▶ **Exercise**
Could you copy out every one of the records below word for word, omitting the pictures?

##### Records for this exercise #####

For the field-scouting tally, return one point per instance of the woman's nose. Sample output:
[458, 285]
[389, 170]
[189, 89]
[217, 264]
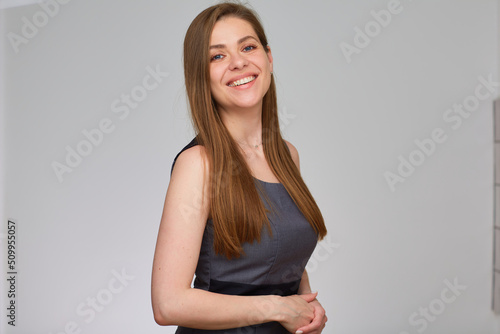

#####

▶ **Exercise response**
For the field-scouting tally, return one point per instance of the woman's nose. Sample output:
[458, 285]
[389, 170]
[189, 89]
[217, 264]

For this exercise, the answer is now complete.